:: Selected extract

Traditions of encryption date back to ancient times: it was emperor Julius Caesar who invented the code named after him. However, the history of electronic digital signatures is not that long.
Electronic digital signature is a succession of symbols which appeared as a result of cryptographic transformation of electronic data.
It is added to data block and allows the block receiver check the source and data integrity and protect oneself against the counterfeits. It can also be used as an analogue of a personal signature.
As a rule, the scheme of an electronic signature includes the algorithm of generation of the user’s key pairs, identification function and function of a signature verifying. The function of signature identification by a user’s document and secret key identifies the signature itself, and the function of a signature verifying checks if the signature corresponds to the document and open user’s key. User’s open key is available for everybody.
There is a difference between an electronic digital signature and the authentic message code, though both of them have similar aims (provision of a document’s integrity and impossibility of repudiation). The algorithms of electronic digital signature are asymmetric algorithms, whereas the codes of authenticity are calculated in accordance with the symmetric schemes.
Digital signature gives the opportunity to:
• ascertain the source of a document
• protect against the document changes
• make the repudiation impossible
There are some digital signature risks:
• signature forging
• an attempt to get an appropriate document to a signature, so that it correspond to the document
• forging of a counterfeit document with the same hash as the authentic document
• possibility of signing any document by an intruder stealing the closed key on behalf of the key owner
• intruder can make an owner sign a document by deception (for instance, by using the blind signature protocol)
• possibility of an intruder’s substitution of an owner’s key for his own to act as the owner
There are several algorithms of a digital signature, among them are:
• American standards of an electronic digital signature (DSA; ECDSA)

::::

**Task A:**
Show every line of the entries below that contains the string "trunk".

:: Extracted data

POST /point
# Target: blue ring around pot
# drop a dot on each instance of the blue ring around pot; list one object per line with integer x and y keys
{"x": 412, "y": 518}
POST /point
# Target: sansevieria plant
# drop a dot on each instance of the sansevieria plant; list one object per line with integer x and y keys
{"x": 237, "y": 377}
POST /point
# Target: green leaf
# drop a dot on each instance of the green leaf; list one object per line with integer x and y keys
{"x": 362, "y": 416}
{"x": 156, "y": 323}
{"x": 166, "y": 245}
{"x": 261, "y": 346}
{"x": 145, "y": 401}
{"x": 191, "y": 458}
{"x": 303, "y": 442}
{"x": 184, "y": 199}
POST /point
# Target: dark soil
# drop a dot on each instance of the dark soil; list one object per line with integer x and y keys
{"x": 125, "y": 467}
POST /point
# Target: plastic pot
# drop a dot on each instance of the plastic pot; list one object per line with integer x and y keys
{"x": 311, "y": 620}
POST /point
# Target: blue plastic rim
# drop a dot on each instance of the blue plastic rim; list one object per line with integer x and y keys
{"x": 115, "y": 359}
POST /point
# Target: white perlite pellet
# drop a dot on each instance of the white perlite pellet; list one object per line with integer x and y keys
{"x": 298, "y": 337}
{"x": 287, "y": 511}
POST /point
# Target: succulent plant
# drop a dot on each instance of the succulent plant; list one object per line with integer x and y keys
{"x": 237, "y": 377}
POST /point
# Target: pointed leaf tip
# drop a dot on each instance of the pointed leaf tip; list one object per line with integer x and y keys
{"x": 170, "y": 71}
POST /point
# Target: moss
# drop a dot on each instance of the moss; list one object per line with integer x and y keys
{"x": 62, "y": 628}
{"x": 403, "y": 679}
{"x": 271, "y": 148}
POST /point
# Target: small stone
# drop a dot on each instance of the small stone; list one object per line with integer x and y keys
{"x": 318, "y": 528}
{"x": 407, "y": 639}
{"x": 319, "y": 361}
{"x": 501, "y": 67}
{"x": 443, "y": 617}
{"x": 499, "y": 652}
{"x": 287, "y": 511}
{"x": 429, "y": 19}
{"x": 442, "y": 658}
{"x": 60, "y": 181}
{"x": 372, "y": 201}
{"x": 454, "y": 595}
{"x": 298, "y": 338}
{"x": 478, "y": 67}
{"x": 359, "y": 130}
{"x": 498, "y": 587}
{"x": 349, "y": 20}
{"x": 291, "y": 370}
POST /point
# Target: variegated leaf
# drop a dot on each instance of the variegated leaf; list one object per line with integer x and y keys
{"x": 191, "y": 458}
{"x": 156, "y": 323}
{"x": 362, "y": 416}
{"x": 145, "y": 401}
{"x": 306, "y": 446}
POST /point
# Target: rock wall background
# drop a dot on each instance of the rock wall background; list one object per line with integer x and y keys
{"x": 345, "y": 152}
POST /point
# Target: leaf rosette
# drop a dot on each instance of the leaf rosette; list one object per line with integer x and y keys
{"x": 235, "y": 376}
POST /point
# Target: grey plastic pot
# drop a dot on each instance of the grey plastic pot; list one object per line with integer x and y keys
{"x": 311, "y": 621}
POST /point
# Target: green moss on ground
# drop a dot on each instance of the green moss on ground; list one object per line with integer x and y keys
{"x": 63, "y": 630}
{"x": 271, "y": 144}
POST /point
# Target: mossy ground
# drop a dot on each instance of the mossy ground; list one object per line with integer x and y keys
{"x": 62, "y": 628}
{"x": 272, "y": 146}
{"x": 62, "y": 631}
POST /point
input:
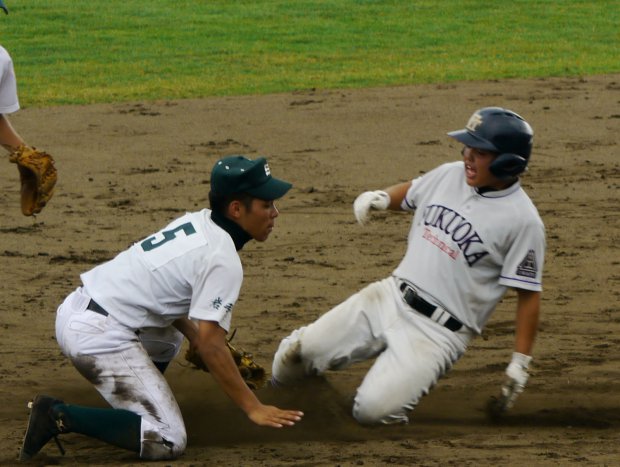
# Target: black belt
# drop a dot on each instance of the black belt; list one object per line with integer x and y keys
{"x": 427, "y": 309}
{"x": 94, "y": 306}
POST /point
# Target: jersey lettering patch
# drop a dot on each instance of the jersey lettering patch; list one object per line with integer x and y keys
{"x": 458, "y": 229}
{"x": 527, "y": 267}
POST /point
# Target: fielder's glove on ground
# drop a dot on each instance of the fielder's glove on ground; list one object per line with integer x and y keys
{"x": 38, "y": 177}
{"x": 252, "y": 373}
{"x": 369, "y": 199}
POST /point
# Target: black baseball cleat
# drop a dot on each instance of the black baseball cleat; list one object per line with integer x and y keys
{"x": 42, "y": 426}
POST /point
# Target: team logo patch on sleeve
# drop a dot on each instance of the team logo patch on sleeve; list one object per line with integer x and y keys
{"x": 528, "y": 267}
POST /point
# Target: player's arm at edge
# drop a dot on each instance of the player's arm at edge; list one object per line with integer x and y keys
{"x": 528, "y": 311}
{"x": 209, "y": 340}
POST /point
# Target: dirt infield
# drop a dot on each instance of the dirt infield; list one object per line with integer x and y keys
{"x": 127, "y": 169}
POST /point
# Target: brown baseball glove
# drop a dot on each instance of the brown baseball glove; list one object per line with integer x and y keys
{"x": 38, "y": 177}
{"x": 252, "y": 373}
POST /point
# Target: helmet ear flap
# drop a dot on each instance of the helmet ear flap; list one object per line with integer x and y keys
{"x": 508, "y": 165}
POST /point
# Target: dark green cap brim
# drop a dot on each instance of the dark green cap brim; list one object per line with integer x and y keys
{"x": 272, "y": 189}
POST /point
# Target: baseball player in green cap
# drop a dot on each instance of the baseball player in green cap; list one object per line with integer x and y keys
{"x": 126, "y": 321}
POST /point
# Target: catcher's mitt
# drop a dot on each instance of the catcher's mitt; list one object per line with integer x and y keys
{"x": 252, "y": 373}
{"x": 38, "y": 177}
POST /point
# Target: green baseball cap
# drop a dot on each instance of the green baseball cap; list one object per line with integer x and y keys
{"x": 238, "y": 174}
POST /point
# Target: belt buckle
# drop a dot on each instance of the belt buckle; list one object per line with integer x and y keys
{"x": 408, "y": 293}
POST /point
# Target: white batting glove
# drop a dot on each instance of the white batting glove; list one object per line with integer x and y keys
{"x": 379, "y": 200}
{"x": 517, "y": 377}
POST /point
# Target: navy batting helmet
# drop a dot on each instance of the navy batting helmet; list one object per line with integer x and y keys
{"x": 500, "y": 131}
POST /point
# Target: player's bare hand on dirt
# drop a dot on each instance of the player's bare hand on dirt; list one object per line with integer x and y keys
{"x": 268, "y": 415}
{"x": 379, "y": 200}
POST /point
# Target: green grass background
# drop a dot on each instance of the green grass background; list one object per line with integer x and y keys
{"x": 87, "y": 51}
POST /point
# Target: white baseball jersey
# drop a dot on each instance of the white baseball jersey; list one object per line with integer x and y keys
{"x": 9, "y": 102}
{"x": 189, "y": 268}
{"x": 465, "y": 248}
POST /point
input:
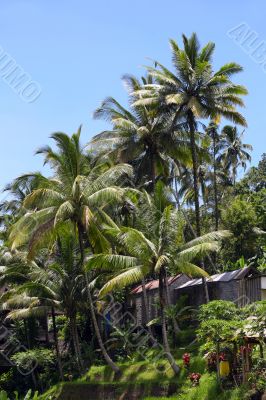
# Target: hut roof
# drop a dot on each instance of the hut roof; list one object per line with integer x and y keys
{"x": 154, "y": 284}
{"x": 224, "y": 277}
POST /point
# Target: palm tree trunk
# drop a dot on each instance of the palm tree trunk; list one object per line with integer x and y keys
{"x": 195, "y": 171}
{"x": 153, "y": 173}
{"x": 166, "y": 346}
{"x": 175, "y": 324}
{"x": 75, "y": 339}
{"x": 91, "y": 306}
{"x": 58, "y": 357}
{"x": 216, "y": 211}
{"x": 196, "y": 188}
{"x": 146, "y": 311}
{"x": 97, "y": 331}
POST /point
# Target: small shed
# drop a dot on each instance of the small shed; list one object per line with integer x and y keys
{"x": 136, "y": 298}
{"x": 242, "y": 286}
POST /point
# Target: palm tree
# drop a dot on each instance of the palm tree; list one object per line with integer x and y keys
{"x": 146, "y": 257}
{"x": 74, "y": 194}
{"x": 194, "y": 92}
{"x": 18, "y": 272}
{"x": 235, "y": 153}
{"x": 140, "y": 136}
{"x": 217, "y": 144}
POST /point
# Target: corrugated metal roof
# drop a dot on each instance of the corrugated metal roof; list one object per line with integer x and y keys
{"x": 154, "y": 284}
{"x": 224, "y": 277}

::::

**Task B:**
Decide whether each statement agrees with the text on electronic digital signatures, answering yes or no and quoting the words of the text that settle it. (i) Julius Caesar invented the code named after him. (ii) A user's open key is available only to that user. (iii) Codes of authenticity are calculated according to asymmetric schemes.

**Solution A:**
# Target: palm tree trunk
# drop a dot on each instance of the palm tree trunk; list one object per line with integer x and y keys

**Solution B:**
(i) Yes: "it was emperor Julius Caesar who invented the code named after him"
(ii) No: "User’s open key is available for everybody."
(iii) No: "the codes of authenticity are calculated in accordance with the symmetric schemes"